■ Extract to read
Monday, Aug 26

You can also download a PDF copy of this lecture.

Sampling With Replacement

A variation on simple random sampling is a design where we sample with replacement where every possible sample of \(n\) elements has the same probability of being selected, but where the elements need not be distinct.

Example: Suppose we have \(N\) = 4 and \(n\) = 2 as in previous example. The sampling design for a simple random sampling design when sampling without replacement is shown below.

Sample	Probability
\(\mathcal{E}_1\), \(\mathcal{E}_2\)	1/6
\(\mathcal{E}_1\), \(\mathcal{E}_3\)	1/6
\(\mathcal{E}_1\), \(\mathcal{E}_4\)	1/6
\(\mathcal{E}_2\), \(\mathcal{E}_3\)	1/6
\(\mathcal{E}_2\), \(\mathcal{E}_4\)	1/6
\(\mathcal{E}_3\), \(\mathcal{E}_4\)	1/6

But if we sample with replacement then the sampling design is as shown below.

Sample	Probability
\(\mathcal{E}_1\), \(\mathcal{E}_1\)	1/16
\(\mathcal{E}_1\), \(\mathcal{E}_2\)	1/16
\(\mathcal{E}_1\), \(\mathcal{E}_3\)	1/16
\(\mathcal{E}_1\), \(\mathcal{E}_4\)	1/16
\(\mathcal{E}_2\), \(\mathcal{E}_1\)	1/16
\(\mathcal{E}_2\), \(\mathcal{E}_2\)	1/16
\(\mathcal{E}_2\), \(\mathcal{E}_3\)	1/16
\(\mathcal{E}_2\), \(\mathcal{E}_4\)	1/16
\(\mathcal{E}_3\), \(\mathcal{E}_1\)	1/16
\(\mathcal{E}_3\), \(\mathcal{E}_2\)	1/16
\(\mathcal{E}_3\), \(\mathcal{E}_3\)	1/16
\(\mathcal{E}_3\), \(\mathcal{E}_4\)	1/16
\(\mathcal{E}_4\), \(\mathcal{E}_1\)	1/16
\(\mathcal{E}_4\), \(\mathcal{E}_2\)	1/16
\(\mathcal{E}_4\), \(\mathcal{E}_3\)	1/16
\(\mathcal{E}_4\), \(\mathcal{E}_4\)	1/16

Sampling with replacement changes the properties of the design as well as the sampling distributions of \(\bar{y}\) and \(\hat\tau\).

The number of possible samples is \(N^n\), which is larger than the number of possible samples when sampling without replacement unless \(n\) = 1. For example, with a population of \(N\) = 4 elements and a sample size of \(n\) = 2, the number of possible samples is 16 when sampling with replacement as opposed to 6 when sampling without replacement.
The inclusion probabilities when sampling with replacement are \(\pi_i = 1 - (1 - 1/N)^n\) as opposed to \(\pi_i = n/N\) when sampling without replacement. We will discuss why and how this might be used later in the course.

■ Excerpts from a detection dataset
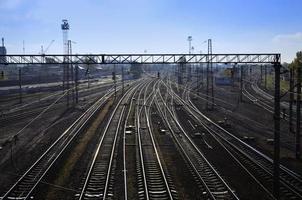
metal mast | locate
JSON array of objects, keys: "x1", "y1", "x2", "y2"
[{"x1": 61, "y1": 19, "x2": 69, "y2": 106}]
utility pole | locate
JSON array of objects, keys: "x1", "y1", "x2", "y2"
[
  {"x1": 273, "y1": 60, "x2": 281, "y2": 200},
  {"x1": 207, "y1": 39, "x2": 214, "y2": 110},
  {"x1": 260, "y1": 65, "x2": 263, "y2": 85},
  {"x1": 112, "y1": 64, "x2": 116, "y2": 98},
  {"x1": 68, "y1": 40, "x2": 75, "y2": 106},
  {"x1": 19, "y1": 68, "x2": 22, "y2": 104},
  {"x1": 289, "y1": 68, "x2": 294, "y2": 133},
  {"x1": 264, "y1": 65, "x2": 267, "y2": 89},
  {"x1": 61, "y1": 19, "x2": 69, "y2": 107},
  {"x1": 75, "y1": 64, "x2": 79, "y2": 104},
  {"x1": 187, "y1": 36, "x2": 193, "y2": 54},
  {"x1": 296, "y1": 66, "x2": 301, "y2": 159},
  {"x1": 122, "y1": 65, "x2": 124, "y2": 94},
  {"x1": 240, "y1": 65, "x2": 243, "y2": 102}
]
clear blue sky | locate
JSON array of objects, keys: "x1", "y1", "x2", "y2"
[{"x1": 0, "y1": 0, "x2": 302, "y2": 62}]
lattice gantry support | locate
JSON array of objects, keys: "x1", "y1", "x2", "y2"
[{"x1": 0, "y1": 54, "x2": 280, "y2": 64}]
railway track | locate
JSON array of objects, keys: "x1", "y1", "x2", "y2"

■ Exercise requirements
1 - According to the sampling lecture, why does a population of 4 with a sample size of 2 give 16 possible samples with replacement?
2 - Echo the lines in the records from the line with "railway track | locate" through the end of the records, both included.

■ Results of the tasks
1 - When sampling with replacement, the number of possible samples is N^n, so 4 squared gives 16. The elements in a sample need not be distinct, which allows samples such as E1, E1.

2 -
railway track | locate
JSON array of objects, keys: "x1", "y1", "x2", "y2"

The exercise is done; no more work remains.